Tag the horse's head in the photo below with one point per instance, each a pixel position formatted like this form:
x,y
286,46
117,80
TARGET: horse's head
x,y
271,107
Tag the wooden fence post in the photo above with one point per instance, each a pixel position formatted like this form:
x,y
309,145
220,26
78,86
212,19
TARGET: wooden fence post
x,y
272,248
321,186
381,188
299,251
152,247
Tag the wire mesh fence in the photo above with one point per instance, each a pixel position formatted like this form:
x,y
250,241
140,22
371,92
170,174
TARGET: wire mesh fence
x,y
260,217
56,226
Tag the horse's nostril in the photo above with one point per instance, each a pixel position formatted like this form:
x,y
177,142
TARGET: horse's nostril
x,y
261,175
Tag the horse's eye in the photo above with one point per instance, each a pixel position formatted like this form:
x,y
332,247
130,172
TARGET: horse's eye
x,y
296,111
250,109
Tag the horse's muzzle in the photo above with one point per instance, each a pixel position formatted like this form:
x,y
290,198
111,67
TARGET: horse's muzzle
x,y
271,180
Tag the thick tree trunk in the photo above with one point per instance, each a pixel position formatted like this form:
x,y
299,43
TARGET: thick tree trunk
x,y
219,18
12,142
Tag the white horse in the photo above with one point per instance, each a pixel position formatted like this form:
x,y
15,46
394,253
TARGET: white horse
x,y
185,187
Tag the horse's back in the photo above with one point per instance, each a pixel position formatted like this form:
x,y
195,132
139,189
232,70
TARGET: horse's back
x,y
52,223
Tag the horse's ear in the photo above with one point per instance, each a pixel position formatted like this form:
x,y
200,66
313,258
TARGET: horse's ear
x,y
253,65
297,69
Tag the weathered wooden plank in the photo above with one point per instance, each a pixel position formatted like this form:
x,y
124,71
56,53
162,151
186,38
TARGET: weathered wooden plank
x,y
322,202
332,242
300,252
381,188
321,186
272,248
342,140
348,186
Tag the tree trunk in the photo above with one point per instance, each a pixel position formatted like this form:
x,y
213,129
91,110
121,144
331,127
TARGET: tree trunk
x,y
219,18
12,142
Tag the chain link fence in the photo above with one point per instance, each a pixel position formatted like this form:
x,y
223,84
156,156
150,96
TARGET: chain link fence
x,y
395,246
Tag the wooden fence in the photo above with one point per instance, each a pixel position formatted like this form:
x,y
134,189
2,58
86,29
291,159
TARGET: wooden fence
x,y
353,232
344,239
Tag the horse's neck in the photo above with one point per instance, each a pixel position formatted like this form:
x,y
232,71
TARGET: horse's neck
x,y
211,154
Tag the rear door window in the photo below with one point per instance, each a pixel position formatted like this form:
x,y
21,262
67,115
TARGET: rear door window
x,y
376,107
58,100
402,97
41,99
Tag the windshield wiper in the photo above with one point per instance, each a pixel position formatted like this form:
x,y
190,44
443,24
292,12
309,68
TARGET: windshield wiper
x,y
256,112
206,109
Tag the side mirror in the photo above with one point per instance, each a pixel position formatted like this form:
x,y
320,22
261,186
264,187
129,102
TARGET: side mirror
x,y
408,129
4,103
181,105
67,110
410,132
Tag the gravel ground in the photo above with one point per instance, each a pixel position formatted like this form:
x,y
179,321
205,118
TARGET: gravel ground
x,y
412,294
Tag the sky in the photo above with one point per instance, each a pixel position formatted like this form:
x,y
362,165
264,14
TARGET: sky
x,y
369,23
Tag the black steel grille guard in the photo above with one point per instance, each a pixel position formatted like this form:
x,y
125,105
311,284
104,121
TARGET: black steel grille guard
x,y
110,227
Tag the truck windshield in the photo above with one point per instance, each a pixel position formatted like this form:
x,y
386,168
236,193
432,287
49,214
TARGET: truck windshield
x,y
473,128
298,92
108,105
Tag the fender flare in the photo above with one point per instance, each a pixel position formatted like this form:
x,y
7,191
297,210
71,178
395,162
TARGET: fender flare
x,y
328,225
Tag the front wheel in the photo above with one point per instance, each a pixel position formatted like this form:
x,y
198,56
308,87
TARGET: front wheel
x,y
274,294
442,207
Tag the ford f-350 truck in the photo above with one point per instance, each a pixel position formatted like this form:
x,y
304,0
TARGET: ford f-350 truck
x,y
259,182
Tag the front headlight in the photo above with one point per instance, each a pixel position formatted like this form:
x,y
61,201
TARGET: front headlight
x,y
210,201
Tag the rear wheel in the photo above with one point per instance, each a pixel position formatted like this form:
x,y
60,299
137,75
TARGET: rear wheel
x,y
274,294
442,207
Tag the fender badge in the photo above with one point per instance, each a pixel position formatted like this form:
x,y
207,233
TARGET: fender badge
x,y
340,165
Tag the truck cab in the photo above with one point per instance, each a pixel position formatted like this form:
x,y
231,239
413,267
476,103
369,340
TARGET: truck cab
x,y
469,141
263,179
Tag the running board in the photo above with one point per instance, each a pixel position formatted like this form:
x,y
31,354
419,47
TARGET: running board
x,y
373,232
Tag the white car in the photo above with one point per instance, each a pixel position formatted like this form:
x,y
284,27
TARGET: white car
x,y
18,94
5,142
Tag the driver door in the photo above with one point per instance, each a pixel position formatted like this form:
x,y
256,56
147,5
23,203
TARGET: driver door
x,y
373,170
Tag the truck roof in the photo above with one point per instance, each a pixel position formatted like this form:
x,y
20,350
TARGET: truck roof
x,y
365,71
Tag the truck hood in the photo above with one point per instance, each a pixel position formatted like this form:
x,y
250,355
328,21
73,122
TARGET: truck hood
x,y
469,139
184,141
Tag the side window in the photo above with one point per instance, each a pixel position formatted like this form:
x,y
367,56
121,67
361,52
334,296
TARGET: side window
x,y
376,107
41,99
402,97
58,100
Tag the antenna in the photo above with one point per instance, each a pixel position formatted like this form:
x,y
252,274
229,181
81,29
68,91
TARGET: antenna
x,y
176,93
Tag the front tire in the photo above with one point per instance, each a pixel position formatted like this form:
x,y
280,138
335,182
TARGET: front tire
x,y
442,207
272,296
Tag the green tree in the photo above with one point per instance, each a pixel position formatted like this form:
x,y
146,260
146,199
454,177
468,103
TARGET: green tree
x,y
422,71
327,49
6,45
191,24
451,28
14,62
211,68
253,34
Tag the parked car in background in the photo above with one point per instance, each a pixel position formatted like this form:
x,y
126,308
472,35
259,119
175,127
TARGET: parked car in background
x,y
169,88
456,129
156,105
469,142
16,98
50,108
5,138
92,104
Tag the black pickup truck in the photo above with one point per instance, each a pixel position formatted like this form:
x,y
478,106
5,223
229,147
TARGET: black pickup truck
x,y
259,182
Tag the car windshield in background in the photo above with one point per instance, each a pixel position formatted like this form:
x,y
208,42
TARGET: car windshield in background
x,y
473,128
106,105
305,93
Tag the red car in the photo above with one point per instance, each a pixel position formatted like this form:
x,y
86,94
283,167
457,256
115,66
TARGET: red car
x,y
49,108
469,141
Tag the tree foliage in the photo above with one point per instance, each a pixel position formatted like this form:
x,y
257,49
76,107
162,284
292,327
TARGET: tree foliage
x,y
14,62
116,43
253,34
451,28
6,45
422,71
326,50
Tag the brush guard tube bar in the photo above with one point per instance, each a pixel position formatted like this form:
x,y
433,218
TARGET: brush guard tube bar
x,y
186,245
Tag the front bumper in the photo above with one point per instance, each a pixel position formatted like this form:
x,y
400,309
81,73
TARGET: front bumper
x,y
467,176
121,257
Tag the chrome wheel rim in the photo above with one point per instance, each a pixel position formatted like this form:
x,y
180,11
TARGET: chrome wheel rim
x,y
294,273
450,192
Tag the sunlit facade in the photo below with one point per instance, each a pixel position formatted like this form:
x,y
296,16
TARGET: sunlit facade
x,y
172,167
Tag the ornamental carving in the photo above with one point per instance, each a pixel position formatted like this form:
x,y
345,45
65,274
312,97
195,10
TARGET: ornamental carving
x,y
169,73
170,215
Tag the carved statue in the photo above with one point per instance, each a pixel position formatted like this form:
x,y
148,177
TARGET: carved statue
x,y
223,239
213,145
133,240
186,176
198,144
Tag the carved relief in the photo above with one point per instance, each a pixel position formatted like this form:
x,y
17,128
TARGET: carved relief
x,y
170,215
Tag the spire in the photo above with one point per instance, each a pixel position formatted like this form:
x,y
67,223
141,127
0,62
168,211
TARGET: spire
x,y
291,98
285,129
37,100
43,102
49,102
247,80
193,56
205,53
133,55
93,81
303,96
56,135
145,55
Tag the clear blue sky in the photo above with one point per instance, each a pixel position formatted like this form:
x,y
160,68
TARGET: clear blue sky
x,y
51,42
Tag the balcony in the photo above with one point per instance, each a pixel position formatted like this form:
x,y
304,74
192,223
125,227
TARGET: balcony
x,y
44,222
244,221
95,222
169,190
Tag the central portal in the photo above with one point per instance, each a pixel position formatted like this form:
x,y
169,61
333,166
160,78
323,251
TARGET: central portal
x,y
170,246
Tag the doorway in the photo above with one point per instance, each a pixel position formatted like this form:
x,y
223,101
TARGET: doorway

-=-=-

WORK ORDER: Each line above that contains the string "below" should be identified and copied.

RESPONSE TO THIS TASK:
Tag the horse's head in the photo below with one point per instance, each a pixel position formatted like this form:
Tag the rear door window in the photo below with one point per instance, each a pixel position formatted like this form:
Tag the sunlit facade in the photo below with one point per instance, each a pixel position formatted like this form:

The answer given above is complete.